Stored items
::::::::::
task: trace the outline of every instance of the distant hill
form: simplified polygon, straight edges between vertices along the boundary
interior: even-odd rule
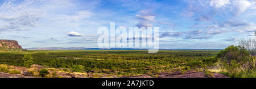
[[[22,50],[22,47],[16,41],[0,39],[0,50]]]
[[[146,48],[85,48],[85,47],[33,47],[27,50],[147,50]]]
[[[147,50],[142,48],[85,48],[85,47],[32,47],[27,50]],[[223,49],[159,49],[159,50],[221,50]]]

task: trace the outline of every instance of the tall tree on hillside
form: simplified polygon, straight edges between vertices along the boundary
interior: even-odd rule
[[[250,54],[250,57],[246,57],[251,68],[255,68],[255,58],[256,54],[256,39],[241,39],[239,41],[239,44],[247,49]]]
::::::::::
■ EXERCISE GOAL
Reproduce, unchanged, every line from the one containing "task: trace the outline of every instance of the tall" down to the final line.

■ RESPONSE TO THIS TASK
task: trace the outline of every instance of the tall tree on hillside
form: simplified polygon, straight edges between vertices along the boundary
interior: even-odd rule
[[[250,54],[250,57],[246,57],[251,68],[255,68],[255,58],[256,54],[256,39],[241,39],[239,41],[239,44],[247,49]]]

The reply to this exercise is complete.